=== Instructions for the task ===
Update the listing below so that each occurrence of "Indicate" reads "Mark", keeping every other line and character the same.

(Named object pointing entries)
####################

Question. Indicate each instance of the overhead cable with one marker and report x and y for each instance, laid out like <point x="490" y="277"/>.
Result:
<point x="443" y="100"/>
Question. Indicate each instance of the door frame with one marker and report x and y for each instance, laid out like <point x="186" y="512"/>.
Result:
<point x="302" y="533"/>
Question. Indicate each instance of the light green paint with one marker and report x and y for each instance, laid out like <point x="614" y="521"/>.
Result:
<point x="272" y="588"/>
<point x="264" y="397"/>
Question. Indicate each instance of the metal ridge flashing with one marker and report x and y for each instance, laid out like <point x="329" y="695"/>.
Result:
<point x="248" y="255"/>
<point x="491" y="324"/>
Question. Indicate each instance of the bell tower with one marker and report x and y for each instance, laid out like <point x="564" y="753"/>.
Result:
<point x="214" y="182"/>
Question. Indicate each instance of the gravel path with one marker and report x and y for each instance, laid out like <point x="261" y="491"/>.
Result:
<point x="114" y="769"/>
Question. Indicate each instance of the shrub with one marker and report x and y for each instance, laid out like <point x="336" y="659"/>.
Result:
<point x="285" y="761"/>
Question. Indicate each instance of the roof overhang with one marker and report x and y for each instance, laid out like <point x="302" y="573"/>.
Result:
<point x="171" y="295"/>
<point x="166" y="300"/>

####################

=== Full response ===
Question. Mark each instance of the overhead cable with one marker and report x and y for each instance, laid out like <point x="490" y="277"/>.
Result:
<point x="443" y="100"/>
Question. Mark each instance of the door frame with one marker and report x and y for each instance, laid out like <point x="186" y="512"/>.
Result:
<point x="302" y="533"/>
Question. Mark each instance of the light green paint with one marker and report x and y for each instance, laid out like <point x="614" y="521"/>.
Result:
<point x="272" y="588"/>
<point x="264" y="397"/>
Question. Mark each instance of the metal ridge flashing with one marker and report x and y for each instance, laid out like <point x="329" y="695"/>.
Result:
<point x="248" y="255"/>
<point x="491" y="324"/>
Question. Mark each instance of the bell tower with one marker and report x and y for each instance, laid out like <point x="564" y="753"/>.
Result:
<point x="214" y="182"/>
Question. Mark each instance of the gravel path with one marker and report x and y for each instance, laid out like <point x="261" y="491"/>.
Result:
<point x="114" y="769"/>
Question. Mark each instance of the shrub with one marker and report x and y for each instance, laid out like <point x="336" y="659"/>.
Result:
<point x="285" y="761"/>
Question. Mark each instance of the roof overhang with one marker and report x and y for each instance, laid out like <point x="302" y="573"/>.
Result:
<point x="171" y="295"/>
<point x="166" y="300"/>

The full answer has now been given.